Work to do: Please output every line of the material as it stands, without the pictures.
= = =
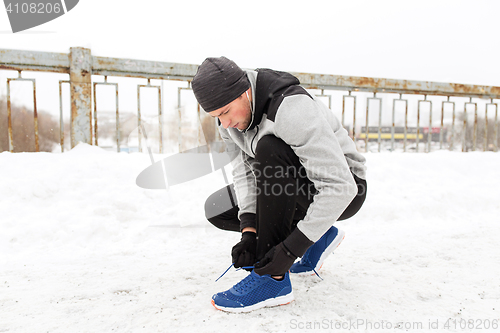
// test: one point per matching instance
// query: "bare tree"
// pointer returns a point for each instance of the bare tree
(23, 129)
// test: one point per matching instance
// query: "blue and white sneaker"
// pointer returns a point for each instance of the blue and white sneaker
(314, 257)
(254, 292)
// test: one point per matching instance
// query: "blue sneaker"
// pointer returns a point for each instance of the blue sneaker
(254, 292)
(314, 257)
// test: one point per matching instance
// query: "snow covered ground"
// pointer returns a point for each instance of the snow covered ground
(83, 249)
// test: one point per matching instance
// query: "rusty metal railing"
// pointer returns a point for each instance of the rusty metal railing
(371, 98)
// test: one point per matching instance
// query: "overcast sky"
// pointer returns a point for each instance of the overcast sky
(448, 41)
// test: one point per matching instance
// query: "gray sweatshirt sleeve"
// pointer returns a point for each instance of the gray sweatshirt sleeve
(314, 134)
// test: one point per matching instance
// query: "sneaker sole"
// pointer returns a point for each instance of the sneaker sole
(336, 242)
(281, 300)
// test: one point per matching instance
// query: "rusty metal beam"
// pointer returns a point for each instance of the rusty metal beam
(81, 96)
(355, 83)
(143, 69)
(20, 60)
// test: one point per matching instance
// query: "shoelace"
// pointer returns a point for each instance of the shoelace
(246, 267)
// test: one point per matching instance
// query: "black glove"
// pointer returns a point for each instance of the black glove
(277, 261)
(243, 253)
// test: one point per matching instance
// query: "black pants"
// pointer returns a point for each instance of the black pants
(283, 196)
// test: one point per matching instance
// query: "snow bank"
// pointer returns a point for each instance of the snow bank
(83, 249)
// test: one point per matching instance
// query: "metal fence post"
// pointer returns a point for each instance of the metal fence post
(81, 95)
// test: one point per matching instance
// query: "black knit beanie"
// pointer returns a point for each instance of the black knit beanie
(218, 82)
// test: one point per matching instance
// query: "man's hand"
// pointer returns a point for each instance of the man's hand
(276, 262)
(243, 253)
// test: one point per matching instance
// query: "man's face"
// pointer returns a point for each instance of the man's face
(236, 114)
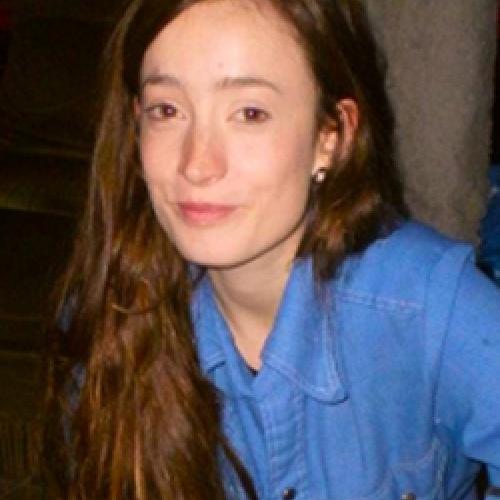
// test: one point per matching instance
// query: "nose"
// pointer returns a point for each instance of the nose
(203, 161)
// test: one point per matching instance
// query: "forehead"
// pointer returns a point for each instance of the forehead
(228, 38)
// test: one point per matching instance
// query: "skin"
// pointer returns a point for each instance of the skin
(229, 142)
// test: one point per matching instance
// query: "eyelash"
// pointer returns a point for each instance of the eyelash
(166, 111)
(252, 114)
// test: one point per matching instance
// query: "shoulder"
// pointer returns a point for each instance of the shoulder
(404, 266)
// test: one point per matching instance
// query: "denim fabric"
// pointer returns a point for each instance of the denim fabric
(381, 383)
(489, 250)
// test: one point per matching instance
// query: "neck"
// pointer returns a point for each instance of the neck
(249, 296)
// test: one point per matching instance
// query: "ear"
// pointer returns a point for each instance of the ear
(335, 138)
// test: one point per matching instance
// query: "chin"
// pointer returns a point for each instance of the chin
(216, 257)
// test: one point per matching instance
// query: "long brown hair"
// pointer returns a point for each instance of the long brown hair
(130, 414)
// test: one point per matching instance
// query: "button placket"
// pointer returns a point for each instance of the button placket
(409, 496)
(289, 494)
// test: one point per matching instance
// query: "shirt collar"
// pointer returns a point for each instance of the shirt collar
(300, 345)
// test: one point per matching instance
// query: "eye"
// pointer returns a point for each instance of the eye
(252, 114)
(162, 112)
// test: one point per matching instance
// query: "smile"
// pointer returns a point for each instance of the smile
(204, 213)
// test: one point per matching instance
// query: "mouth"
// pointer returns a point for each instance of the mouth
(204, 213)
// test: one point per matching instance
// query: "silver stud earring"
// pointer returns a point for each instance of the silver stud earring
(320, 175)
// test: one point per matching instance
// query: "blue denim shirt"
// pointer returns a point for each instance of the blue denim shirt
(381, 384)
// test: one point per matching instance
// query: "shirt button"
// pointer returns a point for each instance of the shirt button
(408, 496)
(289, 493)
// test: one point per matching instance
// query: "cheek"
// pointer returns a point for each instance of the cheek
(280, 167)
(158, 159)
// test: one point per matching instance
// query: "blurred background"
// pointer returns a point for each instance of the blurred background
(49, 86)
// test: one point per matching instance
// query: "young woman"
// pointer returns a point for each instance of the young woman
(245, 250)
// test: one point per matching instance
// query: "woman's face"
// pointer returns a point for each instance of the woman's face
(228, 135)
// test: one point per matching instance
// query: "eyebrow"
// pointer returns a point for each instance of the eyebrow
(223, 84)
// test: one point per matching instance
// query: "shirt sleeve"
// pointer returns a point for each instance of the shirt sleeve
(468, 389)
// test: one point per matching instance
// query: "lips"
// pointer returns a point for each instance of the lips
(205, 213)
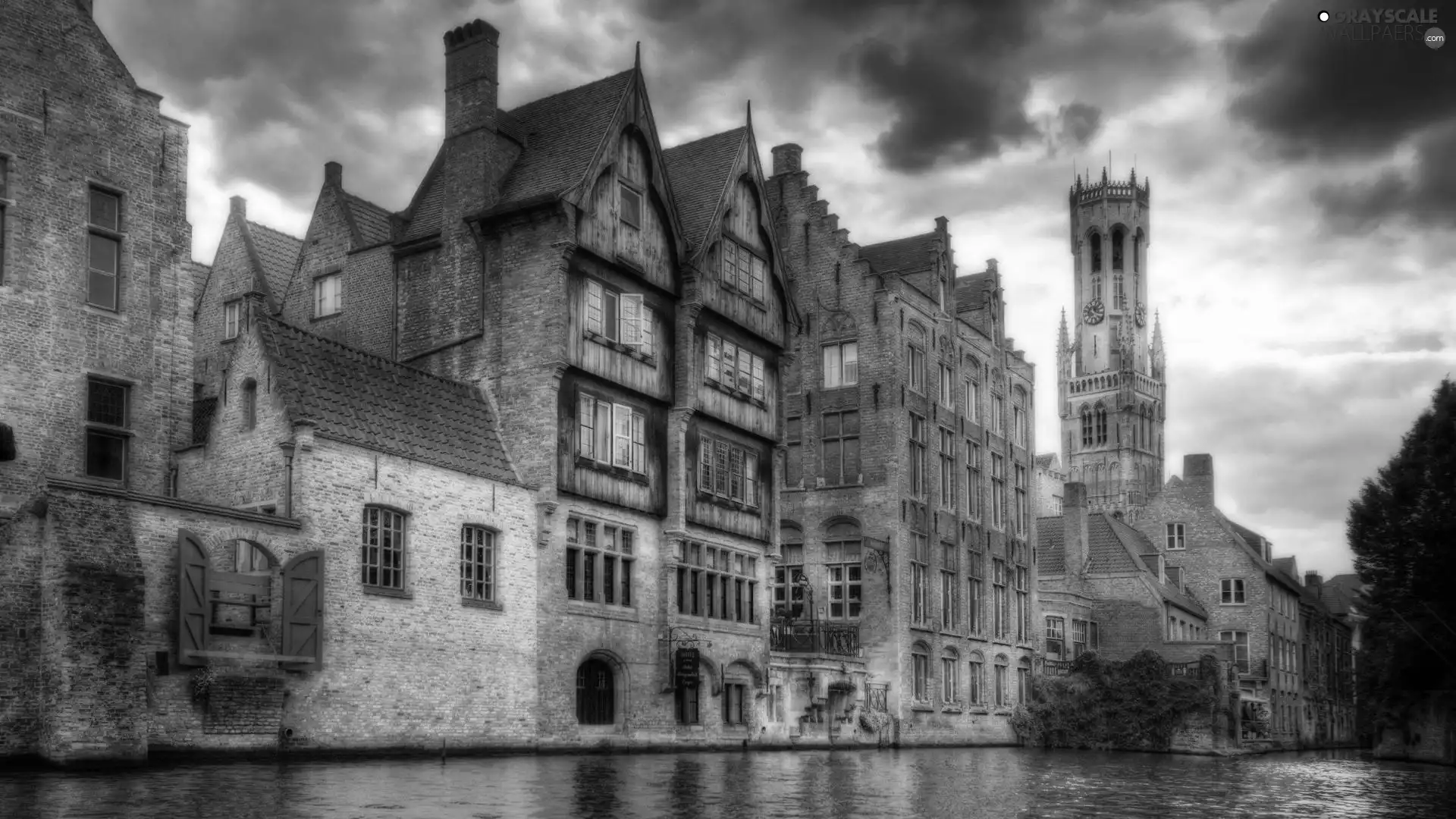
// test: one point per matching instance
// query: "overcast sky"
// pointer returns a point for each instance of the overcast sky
= = =
Completed task:
// test: one point per matching instance
// query: "bare tree"
// pointer returns a point for each instance of the bare tree
(23, 129)
// test: one point per matching instance
// query: "blue and white sneaker"
// pointer returns a point for each instance of the blue and white sneaker
(314, 257)
(254, 292)
// test: one point per matching instance
// query: "blue sneaker"
// pointer returns a point for each instance of the blue sneaker
(254, 292)
(314, 257)
// test: one point per matching instance
// query: "snow covered ground"
// pointer returns a point for each instance of the snow covered ground
(83, 249)
// test: one point per matching instance
// query: "rusty metal railing"
// pointer returns a point for each instance of the rusty metal railing
(371, 98)
// test: one point per matching instance
// query: "overcast sky"
// pointer returns a point for each instance of the overcast sky
(448, 41)
// test: one point per matching instance
// query: "gray sweatshirt sleeve"
// pointer returns a point for each instance of the gray sweatshirt sleeve
(314, 134)
// test: one point per matching instance
// query: "sneaker sole"
// pointer returns a point for each instance of the sneaker sole
(336, 242)
(281, 300)
// test: one point per matching instance
// query: "rusty metal beam"
// pointer returns a point for each instance of the rusty metal beam
(81, 96)
(355, 83)
(143, 69)
(20, 60)
// test: one point per matching instance
// query: "shoelace"
// pointer returns a point for each instance of the shoelace
(246, 267)
// test: one point per matching instance
// query: "black glove"
// pointer returns a point for each instance of the black glove
(277, 261)
(243, 253)
// test: one point per matching instance
// query: "black pants"
// pointer returns a point for each instance of the black pants
(283, 196)
// test: one point per matching instance
// query: "snow bank"
// pointer returns a point for each instance of the snow bank
(83, 249)
// test: one point per matching instance
// query: "metal fence post"
// pointer returns a point for each instance of the metal fence post
(81, 95)
// test: one point per matching instance
// query: "black knit beanie"
// pointer returns a point for each instance of the black knit beanie
(218, 82)
// test: one point per matching instance
// query: "man's hand"
// pointer returns a point for each instance of the man's hand
(276, 262)
(243, 253)
// test: one point per matching instance
// query: "man's face"
// pointer returns a point for each instance of the man's face
(236, 114)
// test: one point per matching instance
// query: "nose"
// pointer returns a point for each instance of the nose
(203, 161)
// test: one point per matching instance
// query: "forehead"
// pointer returns a point for each instance of the forehead
(228, 38)
// test: one point per matching instance
// query: "skin"
// pointer returns a point for each instance of the skin
(229, 142)
// test: one point per matching instance
// query: "eyelash"
// pointer returns a point for each instance of the eyelash
(166, 111)
(252, 114)
// test: one point per matching instance
// query: "shoulder"
// pointer returns a point for each instance of the shoulder
(404, 266)
// test: one point per matching instance
// query: "denim fabric"
// pointer returns a point for each instance of the denim fabric
(381, 383)
(489, 250)
// test: one point per matching instance
// query: "neck"
// pointer returns a point for each instance of the neck
(249, 296)
// test: one point per matching instance
// query: "ear"
// pointer returns a point for each instance of the ear
(335, 138)
// test: one point per matching instance
// query: "chin"
// pointer returns a point for each instance of the chin
(216, 257)
// test: one point per matching instance
// query: "long brown hair"
// pointer returns a point for each instance of the long brown hair
(130, 414)
// test: one point per matching instance
// query: "button placket"
// pointer returns a point for each instance of the button placket
(409, 496)
(289, 494)
// test: one point per matching instance
// query: "shirt collar"
// pointer returns a point for each instance of the shirt collar
(300, 345)
// test: one point per matching instance
// query: "eye"
// pointer returns a point for each instance of the eye
(252, 114)
(162, 112)
// test: one point per matching instance
// query: "smile"
// pointer returns a point for each instance of the smile
(204, 213)
// test: one point per matching instance
// query: "mouth"
// pointer returns a point for each instance of the mouth
(204, 213)
// test: one point per matching instance
// query: "silver stud earring"
// pointer returns a point for each instance of the silver stud earring
(320, 175)
// test: one point per matching instance
// query: "blue denim shirt"
// pointer returns a point for each instance of the blue denim shirt
(381, 384)
// test: one point per matching instance
// query: "shirt button"
// pointer returns a point for each instance of the shirt button
(408, 496)
(289, 493)
// test: one point per matching instance
// query: "cheek"
// pointer returns a point for each instance of the cheek
(280, 167)
(158, 159)
// test: one point per matching instance
// query: "blurred background"
// pointer returns a point for each instance of the blurred background
(49, 86)
// test: one point per matching instance
// query: "young woman"
// pointer returns a point for each instance of the young woman
(245, 250)
// test: one point per matching instance
// query: "woman's face"
// pointer returns a point for each instance of the woman's face
(228, 135)
// test: one point per matching instance
// query: "eyebrow"
// pointer returns a point for each instance of the eyebrow
(223, 84)
// test: one point per matching instance
// query: "shirt sleeve"
// pointer returns a point for each instance of the shirt sleeve
(468, 389)
// test: one point per matching instance
// query: "lips"
// pointer returns a point for each instance of the lips
(205, 213)
// test: one point per matching instance
// query: "overcast sky"
// pointer returns a point for each instance of the overcast sky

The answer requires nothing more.